### Testo fornito

────

L’accordo tra coniugi avente per oggetto un trasferimento immobiliare, anche nell’ambito di un procedimento di separazione giudiziale, è soggetto alle ordinarie impugnative negoziali a tutela delle parti e dei terzi, anche dopo il passaggio in giudicato della sentenza che lo ha recepito, spiegando quest’ultima efficacia meramente dichiarativa, come tale non incidente sulla natura di atto contrattuale privato del suddetto accordo.

È quanto affermato dalla terza Sezione Civile della Corte di Cassazione con la sentenza n. 26127 del 07/10/2024.

Considerato che simili pattuizioni possono, in concreto, rivelarsi lesive dell’interesse dei creditori all’integrità della garanzia patrimoniale del coniuge disponente, la Suprema Corte ha affermato che nessun ostacolo si frappone alla loro impugnazione, ove ricorrano i relativi presupposti, tramite l’azione revocatoria, tanto ordinaria quanto fallimentare. Tale impugnativa mira a colpire non la separazione in sé, ma il segmento di fattispecie dietro cui si cela il vulnus alle aspettative di soddisfacimento del ceto creditorio.

La natura negoziale degli accordi dei coniugi, equiparabili a pattuizioni atipiche ex art. 1322, comma 2, c.c., comporta che nessun sindacato può essere esercitato dal Giudice sugli accordi stipulati dalle parti. Da ciò deriva il valore meramente dichiarativo della sentenza di separazione o di divorzio in relazione alle pattuizioni sui rapporti economici tra i coniugi.

────

### Istruzione scritta a
Riporta fedelmente il passo del testo fornito che comincia con "L’accordo tra coniugi" e prosegue fino a "del suddetto accordo.".

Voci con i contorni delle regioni
────

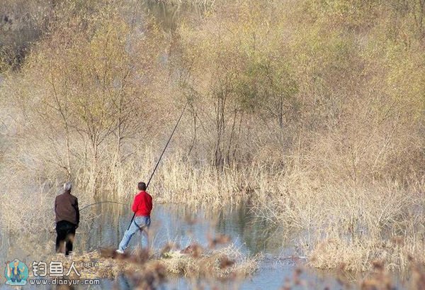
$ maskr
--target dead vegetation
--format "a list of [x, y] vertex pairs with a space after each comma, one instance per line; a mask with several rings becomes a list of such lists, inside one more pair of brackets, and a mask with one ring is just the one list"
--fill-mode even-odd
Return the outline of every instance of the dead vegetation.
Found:
[[220, 279], [244, 278], [257, 270], [261, 260], [261, 256], [244, 257], [233, 246], [215, 250], [206, 249], [194, 244], [182, 250], [163, 250], [160, 255], [140, 250], [120, 255], [113, 249], [101, 249], [74, 255], [72, 259], [57, 255], [52, 260], [63, 262], [66, 269], [72, 262], [81, 266], [84, 263], [97, 263], [96, 267], [80, 267], [81, 276], [78, 279], [115, 279], [120, 274], [126, 274], [136, 275], [142, 280], [152, 277], [157, 283], [166, 280], [169, 275]]

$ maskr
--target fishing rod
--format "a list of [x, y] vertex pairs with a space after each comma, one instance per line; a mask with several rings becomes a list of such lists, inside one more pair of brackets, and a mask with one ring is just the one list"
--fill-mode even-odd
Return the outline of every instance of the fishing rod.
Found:
[[[166, 150], [166, 147], [168, 147], [169, 144], [170, 143], [170, 141], [171, 140], [171, 138], [173, 138], [173, 135], [174, 135], [174, 132], [176, 132], [176, 129], [177, 129], [177, 126], [178, 126], [178, 123], [180, 123], [180, 120], [181, 120], [181, 117], [183, 117], [183, 113], [184, 113], [184, 111], [186, 110], [186, 108], [187, 106], [188, 106], [188, 103], [186, 103], [186, 105], [184, 105], [184, 108], [183, 108], [181, 114], [180, 114], [180, 117], [178, 118], [178, 120], [177, 121], [177, 123], [176, 123], [176, 126], [174, 126], [174, 128], [173, 129], [173, 132], [171, 132], [171, 135], [170, 135], [170, 138], [169, 138], [166, 144], [165, 145], [165, 147], [164, 147], [164, 150], [162, 150], [162, 152], [161, 153], [161, 156], [159, 156], [159, 159], [157, 162], [157, 164], [155, 165], [155, 167], [154, 168], [154, 171], [152, 171], [152, 174], [151, 174], [151, 176], [147, 182], [147, 184], [146, 184], [147, 189], [147, 186], [149, 186], [149, 184], [150, 183], [152, 177], [154, 177], [154, 174], [155, 174], [155, 172], [157, 171], [157, 168], [158, 168], [158, 165], [159, 165], [159, 162], [161, 162], [161, 159], [162, 158], [164, 153], [165, 153], [165, 150]], [[131, 223], [132, 223], [133, 220], [135, 219], [135, 216], [136, 216], [136, 213], [134, 213], [132, 218], [131, 218], [131, 221], [130, 221], [130, 224], [128, 225], [128, 228], [127, 228], [127, 230], [130, 230], [130, 227], [131, 226]]]

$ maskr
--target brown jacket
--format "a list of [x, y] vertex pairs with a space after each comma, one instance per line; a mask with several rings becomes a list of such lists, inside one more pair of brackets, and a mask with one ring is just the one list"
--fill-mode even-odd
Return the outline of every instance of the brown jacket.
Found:
[[78, 199], [67, 191], [58, 195], [55, 200], [55, 213], [56, 213], [57, 223], [67, 221], [78, 225], [79, 223]]

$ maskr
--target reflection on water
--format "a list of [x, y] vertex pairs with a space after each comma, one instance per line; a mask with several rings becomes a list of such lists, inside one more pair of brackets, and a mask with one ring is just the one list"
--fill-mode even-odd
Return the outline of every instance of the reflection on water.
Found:
[[[132, 213], [125, 206], [103, 204], [96, 209], [98, 217], [84, 225], [76, 250], [91, 251], [99, 247], [117, 246], [128, 226]], [[188, 246], [193, 242], [206, 245], [216, 233], [230, 235], [246, 255], [259, 252], [278, 254], [283, 241], [278, 229], [267, 227], [244, 206], [215, 213], [182, 205], [157, 205], [152, 213], [151, 247], [159, 249], [169, 242]], [[140, 239], [134, 237], [130, 247]]]
[[[117, 247], [124, 231], [127, 229], [132, 213], [130, 206], [116, 204], [101, 204], [91, 211], [96, 218], [91, 221], [83, 221], [77, 230], [75, 250], [76, 252], [91, 251], [102, 247]], [[233, 242], [246, 255], [262, 252], [265, 255], [259, 271], [253, 277], [240, 281], [226, 281], [219, 283], [220, 289], [278, 289], [283, 285], [286, 278], [292, 278], [296, 264], [291, 260], [281, 259], [279, 254], [285, 249], [282, 239], [280, 229], [268, 229], [263, 221], [259, 220], [245, 207], [227, 208], [217, 212], [191, 209], [183, 205], [157, 205], [152, 214], [151, 247], [159, 251], [165, 244], [172, 241], [184, 247], [192, 242], [203, 245], [208, 244], [208, 237], [217, 233], [230, 235]], [[43, 234], [43, 235], [45, 235]], [[40, 245], [47, 250], [50, 255], [54, 251], [54, 233], [50, 233], [47, 242], [42, 238]], [[3, 245], [13, 244], [19, 241], [22, 245], [23, 237], [5, 237], [1, 235]], [[137, 245], [140, 239], [134, 237], [130, 247]], [[2, 247], [4, 251], [8, 247]], [[287, 248], [291, 248], [289, 247]], [[23, 256], [15, 257], [17, 252], [11, 253], [8, 250], [3, 252], [2, 260], [15, 257], [26, 257], [26, 262], [31, 261], [29, 257], [35, 258], [37, 254], [31, 252], [30, 247], [21, 246], [21, 251], [27, 252]], [[27, 264], [30, 264], [30, 262]], [[331, 274], [320, 274], [314, 271], [307, 272], [302, 275], [309, 283], [309, 289], [330, 286], [338, 289], [336, 279]], [[210, 281], [192, 281], [181, 277], [171, 277], [163, 286], [164, 289], [193, 289], [193, 283], [204, 289], [212, 289]], [[235, 283], [237, 283], [235, 284]], [[0, 289], [6, 289], [1, 286]], [[131, 289], [133, 283], [125, 276], [120, 276], [115, 281], [103, 279], [100, 286], [91, 286], [91, 289]], [[336, 288], [335, 288], [336, 287]], [[29, 288], [31, 289], [31, 288]], [[35, 288], [34, 288], [35, 289]], [[42, 289], [38, 286], [36, 289]], [[76, 289], [86, 289], [81, 286]]]

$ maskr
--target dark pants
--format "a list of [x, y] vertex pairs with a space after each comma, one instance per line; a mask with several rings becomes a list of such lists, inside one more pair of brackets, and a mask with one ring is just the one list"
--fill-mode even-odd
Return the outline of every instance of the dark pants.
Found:
[[63, 253], [65, 250], [65, 255], [69, 255], [69, 252], [72, 251], [75, 229], [75, 225], [67, 221], [61, 221], [56, 223], [56, 252]]

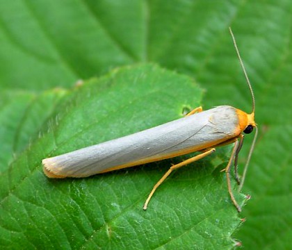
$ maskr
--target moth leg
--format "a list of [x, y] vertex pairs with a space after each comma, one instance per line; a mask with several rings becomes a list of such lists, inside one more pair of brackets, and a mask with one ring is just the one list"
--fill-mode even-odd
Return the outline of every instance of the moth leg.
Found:
[[238, 212], [241, 212], [241, 208], [238, 205], [238, 203], [237, 203], [236, 200], [235, 199], [234, 195], [233, 194], [233, 192], [232, 192], [231, 181], [230, 181], [230, 167], [231, 167], [231, 165], [232, 163], [233, 159], [234, 158], [234, 156], [236, 153], [236, 151], [237, 151], [237, 149], [238, 149], [239, 145], [240, 145], [240, 142], [236, 139], [235, 142], [234, 142], [234, 146], [233, 147], [232, 153], [232, 155], [230, 156], [229, 160], [228, 161], [228, 164], [227, 164], [227, 167], [225, 169], [225, 174], [226, 174], [226, 180], [227, 181], [228, 192], [229, 193], [230, 199], [232, 199], [233, 204], [235, 206], [235, 207], [236, 208]]
[[241, 147], [243, 147], [243, 138], [244, 135], [240, 135], [240, 140], [238, 146], [237, 147], [236, 151], [235, 152], [235, 156], [234, 156], [234, 176], [235, 179], [236, 180], [237, 184], [241, 184], [241, 178], [239, 178], [238, 172], [238, 153], [241, 151]]
[[194, 108], [193, 110], [190, 111], [188, 113], [187, 113], [186, 115], [186, 116], [193, 115], [196, 112], [202, 112], [202, 111], [203, 111], [203, 108], [202, 108], [202, 106], [197, 107], [197, 108]]
[[190, 164], [191, 162], [195, 162], [196, 160], [198, 160], [200, 159], [203, 158], [204, 157], [209, 155], [210, 153], [215, 151], [215, 149], [211, 149], [207, 150], [206, 151], [200, 153], [200, 155], [195, 156], [194, 157], [192, 157], [189, 159], [187, 159], [186, 160], [184, 160], [181, 162], [179, 162], [178, 164], [174, 165], [173, 166], [170, 167], [170, 168], [168, 169], [168, 171], [162, 176], [162, 178], [157, 182], [156, 184], [154, 185], [153, 187], [152, 190], [151, 191], [150, 194], [148, 196], [148, 198], [147, 199], [145, 203], [144, 203], [143, 209], [146, 210], [147, 207], [148, 206], [149, 201], [151, 199], [151, 197], [152, 197], [153, 194], [154, 193], [155, 190], [157, 189], [158, 187], [164, 181], [164, 180], [170, 174], [170, 173], [179, 167], [181, 167], [183, 166], [186, 165], [187, 164]]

────

### Istruzione scritta b
Riproduci senza modifiche le righe delle voci, dall'inizio fino alla riga che contiene "280], [169, 275]]", inclusa quest'ultima. Ometti le immagini.

### Risultato corretto a
L’accordo tra coniugi avente per oggetto un trasferimento immobiliare, anche nell’ambito di un procedimento di separazione giudiziale, è soggetto alle ordinarie impugnative negoziali a tutela delle parti e dei terzi, anche dopo il passaggio in giudicato della sentenza che lo ha recepito, spiegando quest’ultima efficacia meramente dichiarativa, come tale non incidente sulla natura di atto contrattuale privato del suddetto accordo.

### Risultato corretto b
$ maskr
--target dead vegetation
--format "a list of [x, y] vertex pairs with a space after each comma, one instance per line; a mask with several rings becomes a list of such lists, inside one more pair of brackets, and a mask with one ring is just the one list"
--fill-mode even-odd
Return the outline of every instance of the dead vegetation.
Found:
[[220, 279], [244, 278], [257, 270], [261, 260], [261, 256], [244, 257], [233, 246], [215, 250], [206, 249], [194, 244], [182, 250], [163, 250], [160, 255], [140, 250], [120, 255], [113, 249], [101, 249], [74, 255], [72, 259], [57, 255], [52, 260], [63, 262], [66, 269], [72, 262], [81, 266], [84, 263], [97, 263], [96, 267], [80, 267], [81, 276], [78, 279], [115, 279], [120, 274], [126, 274], [136, 275], [142, 280], [152, 277], [157, 283], [166, 280], [169, 275]]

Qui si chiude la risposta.